» **Problem to solve**
From the passage on end-of-life care for LGBTQ+ people, return the stretch that begins at the words "It is normal" and stops after "and gender identity.", copied character for character.

It is normal to feel concerned about the prospect of ageing and needing support as we age and approach the end-of-life. As LGBTQ+ people, we share the same concerns that many non-LGBTQ+ people feel, in addition to concerns about whether the end-of-life care we receive will be inclusive and affirming of our sexuality and/or gender. These concerns may include: 

  • Fear of stigma, prejudice and discrimination around our sexuality and gender identity. 
  • The inclusion and respect of our loved ones in our care, including respect for their input in decision making and legal processes. 
  • For trans people, concerns about misgendering and being treated differently due to their gender identity. 
  • Social isolation. 
  • A lack of understanding of our communities’ needs. 
  • The need for appropriate affirming, sensitive and culturally appropriate care. 
  • Concerns about our social and spiritual beliefs, particularly when receiving care through organisations whose spiritual beliefs may differ from our own.  
  • Many of us have experienced discrimination and stigma in healthcare, disability care and aged care settings. Many in our community continue to carry the grief of loss and the trauma of societal and political responses to the AIDS crisis. 

Our genders and sexualities are what make our communities unique. Our families often look different to what we find in the broader population; we may have same gender partners, trans partners, be in polyamorous relationships and more. We may have family connections not legally recognised through birth or marriage who we want to include in our care and planning; we might not want our family of origin to be involved.  

Not everyone can or wants to be out in a care setting, so it’s important for services to provide an environment that enables LGBTQ+ people to be their authentic self. Some people will be confident in their identity and others may take time to feel they can trust the service to support their journey, as they see it. Services with policy and procedure regarding inclusion of diverse genders and sexualities helps LGBTQ+ people feel welcomed and accepted. Some of us may choose not to be out, and those wishes also need to be respected.

» **Study material**
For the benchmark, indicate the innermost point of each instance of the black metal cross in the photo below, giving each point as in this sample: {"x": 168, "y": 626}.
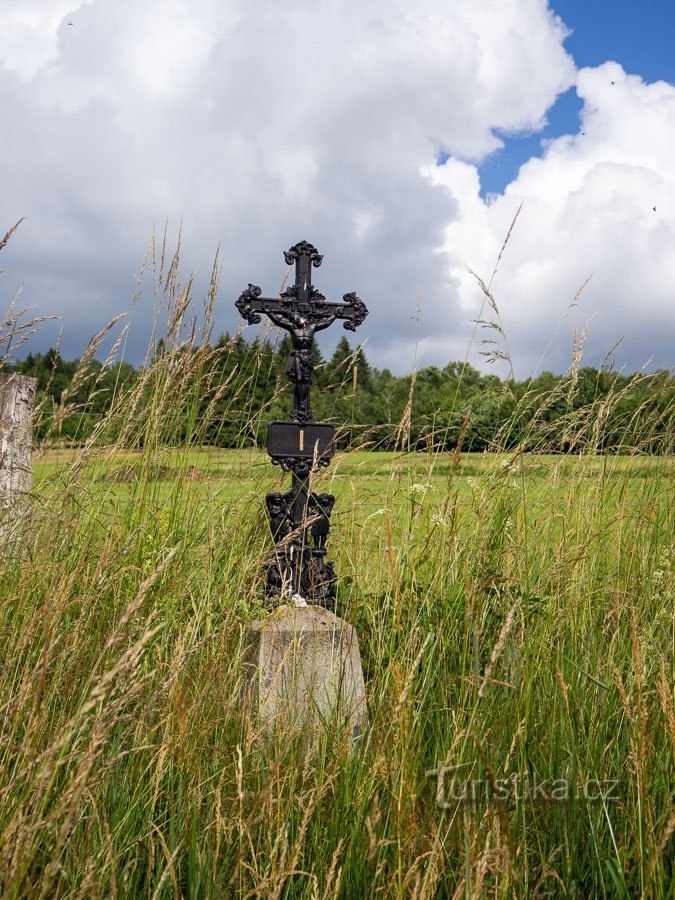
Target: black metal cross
{"x": 302, "y": 311}
{"x": 300, "y": 519}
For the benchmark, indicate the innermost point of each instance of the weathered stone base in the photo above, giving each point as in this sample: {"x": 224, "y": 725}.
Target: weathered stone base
{"x": 303, "y": 668}
{"x": 17, "y": 397}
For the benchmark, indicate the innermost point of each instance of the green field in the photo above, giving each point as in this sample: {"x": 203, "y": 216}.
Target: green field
{"x": 515, "y": 616}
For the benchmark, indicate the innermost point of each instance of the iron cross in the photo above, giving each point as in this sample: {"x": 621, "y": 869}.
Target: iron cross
{"x": 302, "y": 311}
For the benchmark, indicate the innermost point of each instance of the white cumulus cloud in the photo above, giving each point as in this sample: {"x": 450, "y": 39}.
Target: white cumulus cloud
{"x": 599, "y": 203}
{"x": 259, "y": 124}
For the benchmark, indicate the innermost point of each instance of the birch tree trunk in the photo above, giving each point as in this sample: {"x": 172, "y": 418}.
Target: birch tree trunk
{"x": 17, "y": 399}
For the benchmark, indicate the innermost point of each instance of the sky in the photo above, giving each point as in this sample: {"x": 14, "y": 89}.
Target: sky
{"x": 402, "y": 139}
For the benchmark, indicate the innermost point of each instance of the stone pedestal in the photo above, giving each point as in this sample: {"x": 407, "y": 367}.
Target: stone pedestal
{"x": 17, "y": 398}
{"x": 303, "y": 668}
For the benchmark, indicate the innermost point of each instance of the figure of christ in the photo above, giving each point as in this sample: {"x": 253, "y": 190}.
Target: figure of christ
{"x": 301, "y": 362}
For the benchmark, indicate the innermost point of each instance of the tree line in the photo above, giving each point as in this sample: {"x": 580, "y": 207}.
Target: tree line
{"x": 240, "y": 386}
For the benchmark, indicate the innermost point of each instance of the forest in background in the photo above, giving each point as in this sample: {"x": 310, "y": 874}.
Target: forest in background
{"x": 439, "y": 408}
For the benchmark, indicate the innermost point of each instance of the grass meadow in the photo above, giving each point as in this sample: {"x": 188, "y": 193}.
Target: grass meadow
{"x": 515, "y": 618}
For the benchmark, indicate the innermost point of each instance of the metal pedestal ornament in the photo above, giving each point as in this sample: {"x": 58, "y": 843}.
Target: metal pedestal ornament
{"x": 300, "y": 519}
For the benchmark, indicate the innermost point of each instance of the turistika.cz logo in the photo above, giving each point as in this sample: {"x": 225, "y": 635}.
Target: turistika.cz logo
{"x": 451, "y": 789}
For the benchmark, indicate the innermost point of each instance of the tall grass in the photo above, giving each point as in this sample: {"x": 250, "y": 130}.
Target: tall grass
{"x": 515, "y": 616}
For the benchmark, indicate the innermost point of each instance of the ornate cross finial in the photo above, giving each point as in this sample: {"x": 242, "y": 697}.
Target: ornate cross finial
{"x": 302, "y": 311}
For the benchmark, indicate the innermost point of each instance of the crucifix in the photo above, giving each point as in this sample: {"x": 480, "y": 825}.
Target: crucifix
{"x": 300, "y": 445}
{"x": 302, "y": 311}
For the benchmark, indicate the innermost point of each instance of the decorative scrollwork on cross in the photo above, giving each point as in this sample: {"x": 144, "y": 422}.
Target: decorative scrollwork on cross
{"x": 298, "y": 566}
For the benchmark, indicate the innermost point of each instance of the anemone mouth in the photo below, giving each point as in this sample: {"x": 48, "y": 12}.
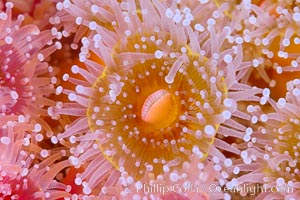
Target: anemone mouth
{"x": 155, "y": 109}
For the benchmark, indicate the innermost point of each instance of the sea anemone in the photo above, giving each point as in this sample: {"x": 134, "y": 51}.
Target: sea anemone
{"x": 166, "y": 88}
{"x": 27, "y": 171}
{"x": 23, "y": 76}
{"x": 283, "y": 147}
{"x": 270, "y": 32}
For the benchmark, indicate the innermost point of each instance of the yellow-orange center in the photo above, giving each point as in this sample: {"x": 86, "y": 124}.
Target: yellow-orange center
{"x": 159, "y": 109}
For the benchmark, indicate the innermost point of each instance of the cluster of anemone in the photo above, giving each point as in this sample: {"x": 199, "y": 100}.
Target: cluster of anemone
{"x": 149, "y": 99}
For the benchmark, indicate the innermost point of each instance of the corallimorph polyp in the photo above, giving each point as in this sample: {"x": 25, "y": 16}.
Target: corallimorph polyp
{"x": 157, "y": 108}
{"x": 164, "y": 90}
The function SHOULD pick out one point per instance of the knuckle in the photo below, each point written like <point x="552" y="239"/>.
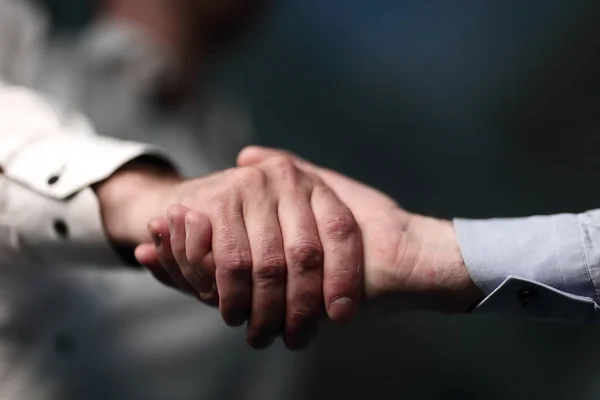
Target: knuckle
<point x="271" y="273"/>
<point x="340" y="226"/>
<point x="238" y="263"/>
<point x="251" y="177"/>
<point x="301" y="317"/>
<point x="306" y="256"/>
<point x="283" y="166"/>
<point x="221" y="199"/>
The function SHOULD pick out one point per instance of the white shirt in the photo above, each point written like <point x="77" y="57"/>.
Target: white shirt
<point x="74" y="323"/>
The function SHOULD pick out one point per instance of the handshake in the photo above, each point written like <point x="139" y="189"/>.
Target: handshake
<point x="278" y="243"/>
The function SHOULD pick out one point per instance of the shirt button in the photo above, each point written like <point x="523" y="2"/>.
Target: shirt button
<point x="53" y="179"/>
<point x="61" y="228"/>
<point x="526" y="296"/>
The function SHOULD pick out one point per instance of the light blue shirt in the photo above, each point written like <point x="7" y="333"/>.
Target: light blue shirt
<point x="540" y="267"/>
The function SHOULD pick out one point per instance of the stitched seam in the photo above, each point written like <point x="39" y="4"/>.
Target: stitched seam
<point x="556" y="255"/>
<point x="586" y="262"/>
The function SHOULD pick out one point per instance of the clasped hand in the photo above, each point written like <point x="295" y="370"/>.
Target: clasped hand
<point x="279" y="242"/>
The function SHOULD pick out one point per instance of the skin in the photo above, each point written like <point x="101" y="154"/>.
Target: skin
<point x="277" y="242"/>
<point x="276" y="249"/>
<point x="411" y="262"/>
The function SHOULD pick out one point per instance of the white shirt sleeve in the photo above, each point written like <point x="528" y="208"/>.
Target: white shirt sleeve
<point x="48" y="212"/>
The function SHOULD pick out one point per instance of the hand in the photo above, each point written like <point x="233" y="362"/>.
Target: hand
<point x="411" y="262"/>
<point x="283" y="245"/>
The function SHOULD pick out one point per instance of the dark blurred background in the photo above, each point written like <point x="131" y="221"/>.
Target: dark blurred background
<point x="463" y="108"/>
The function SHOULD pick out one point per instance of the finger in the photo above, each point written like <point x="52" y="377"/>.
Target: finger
<point x="268" y="272"/>
<point x="198" y="238"/>
<point x="304" y="257"/>
<point x="233" y="260"/>
<point x="342" y="252"/>
<point x="159" y="231"/>
<point x="177" y="217"/>
<point x="146" y="256"/>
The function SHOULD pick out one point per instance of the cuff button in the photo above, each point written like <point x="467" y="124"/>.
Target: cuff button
<point x="53" y="179"/>
<point x="526" y="296"/>
<point x="61" y="228"/>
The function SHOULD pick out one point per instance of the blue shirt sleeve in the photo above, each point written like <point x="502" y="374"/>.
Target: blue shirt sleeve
<point x="541" y="267"/>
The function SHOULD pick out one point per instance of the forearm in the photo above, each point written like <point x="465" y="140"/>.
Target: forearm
<point x="131" y="197"/>
<point x="50" y="162"/>
<point x="543" y="267"/>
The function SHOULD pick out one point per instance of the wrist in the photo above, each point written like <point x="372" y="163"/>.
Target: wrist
<point x="453" y="289"/>
<point x="133" y="195"/>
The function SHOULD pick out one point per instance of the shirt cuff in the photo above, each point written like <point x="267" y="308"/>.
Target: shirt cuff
<point x="535" y="267"/>
<point x="53" y="212"/>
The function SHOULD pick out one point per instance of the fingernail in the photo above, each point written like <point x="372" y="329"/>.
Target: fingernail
<point x="236" y="320"/>
<point x="206" y="296"/>
<point x="157" y="239"/>
<point x="187" y="226"/>
<point x="341" y="301"/>
<point x="263" y="342"/>
<point x="341" y="310"/>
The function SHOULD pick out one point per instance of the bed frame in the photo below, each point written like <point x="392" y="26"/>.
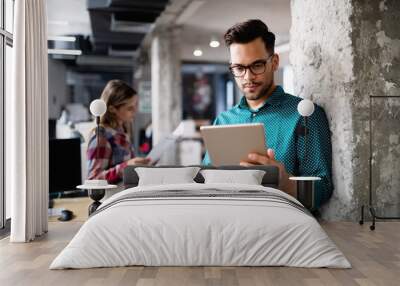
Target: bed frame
<point x="270" y="179"/>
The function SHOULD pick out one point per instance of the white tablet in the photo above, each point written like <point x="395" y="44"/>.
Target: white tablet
<point x="230" y="144"/>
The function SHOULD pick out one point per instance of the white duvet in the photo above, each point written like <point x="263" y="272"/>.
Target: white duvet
<point x="183" y="231"/>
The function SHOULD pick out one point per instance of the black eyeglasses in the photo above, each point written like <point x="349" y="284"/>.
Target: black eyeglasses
<point x="256" y="68"/>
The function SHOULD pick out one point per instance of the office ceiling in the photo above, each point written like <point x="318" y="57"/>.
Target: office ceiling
<point x="117" y="27"/>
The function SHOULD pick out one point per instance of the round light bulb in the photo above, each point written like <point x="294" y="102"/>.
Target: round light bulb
<point x="214" y="43"/>
<point x="305" y="107"/>
<point x="197" y="52"/>
<point x="98" y="107"/>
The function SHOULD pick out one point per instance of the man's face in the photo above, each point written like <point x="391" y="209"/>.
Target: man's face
<point x="254" y="86"/>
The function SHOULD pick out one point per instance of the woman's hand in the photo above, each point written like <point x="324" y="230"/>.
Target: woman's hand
<point x="138" y="161"/>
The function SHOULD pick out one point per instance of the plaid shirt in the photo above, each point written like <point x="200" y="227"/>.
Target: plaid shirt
<point x="108" y="160"/>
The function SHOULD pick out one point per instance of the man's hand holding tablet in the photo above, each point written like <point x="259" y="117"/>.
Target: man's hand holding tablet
<point x="243" y="144"/>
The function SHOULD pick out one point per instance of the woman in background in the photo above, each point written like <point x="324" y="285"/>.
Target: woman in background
<point x="114" y="152"/>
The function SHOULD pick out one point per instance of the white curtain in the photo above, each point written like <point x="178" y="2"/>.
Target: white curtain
<point x="27" y="123"/>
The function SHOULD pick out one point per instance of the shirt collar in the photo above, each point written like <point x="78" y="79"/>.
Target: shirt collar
<point x="274" y="99"/>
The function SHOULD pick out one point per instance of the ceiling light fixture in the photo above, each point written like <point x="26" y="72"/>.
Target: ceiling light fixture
<point x="214" y="43"/>
<point x="62" y="38"/>
<point x="197" y="52"/>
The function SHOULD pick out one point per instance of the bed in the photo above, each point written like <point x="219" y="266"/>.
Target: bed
<point x="201" y="224"/>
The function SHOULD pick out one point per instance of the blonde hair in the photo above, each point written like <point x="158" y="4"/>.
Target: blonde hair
<point x="116" y="93"/>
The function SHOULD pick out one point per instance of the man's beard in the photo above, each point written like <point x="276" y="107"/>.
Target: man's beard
<point x="260" y="94"/>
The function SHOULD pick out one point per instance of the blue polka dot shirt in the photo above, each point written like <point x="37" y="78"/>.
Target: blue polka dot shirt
<point x="283" y="127"/>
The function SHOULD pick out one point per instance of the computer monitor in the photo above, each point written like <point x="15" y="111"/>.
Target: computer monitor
<point x="64" y="164"/>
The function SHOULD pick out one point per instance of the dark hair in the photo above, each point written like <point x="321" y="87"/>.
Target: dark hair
<point x="248" y="31"/>
<point x="116" y="93"/>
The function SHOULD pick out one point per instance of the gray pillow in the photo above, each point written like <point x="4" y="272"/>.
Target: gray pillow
<point x="248" y="177"/>
<point x="163" y="176"/>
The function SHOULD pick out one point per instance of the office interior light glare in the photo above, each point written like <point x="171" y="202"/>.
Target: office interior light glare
<point x="197" y="52"/>
<point x="214" y="43"/>
<point x="98" y="107"/>
<point x="305" y="107"/>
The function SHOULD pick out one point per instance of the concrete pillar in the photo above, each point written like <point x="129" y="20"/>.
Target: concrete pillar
<point x="166" y="86"/>
<point x="343" y="52"/>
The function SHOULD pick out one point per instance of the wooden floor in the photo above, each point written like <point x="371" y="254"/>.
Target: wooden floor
<point x="375" y="257"/>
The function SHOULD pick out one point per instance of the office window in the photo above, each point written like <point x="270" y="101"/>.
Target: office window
<point x="6" y="43"/>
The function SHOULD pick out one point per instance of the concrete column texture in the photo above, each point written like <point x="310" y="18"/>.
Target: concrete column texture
<point x="343" y="52"/>
<point x="166" y="90"/>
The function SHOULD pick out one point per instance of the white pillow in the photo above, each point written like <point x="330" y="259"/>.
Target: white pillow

» **Written solution**
It is normal to feel concerned about the prospect of ageing and needing support as we age and approach the end-of-life. As LGBTQ+ people, we share the same concerns that many non-LGBTQ+ people feel, in addition to concerns about whether the end-of-life care we receive will be inclusive and affirming of our sexuality and/or gender. These concerns may include: 

  • Fear of stigma, prejudice and discrimination around our sexuality and gender identity.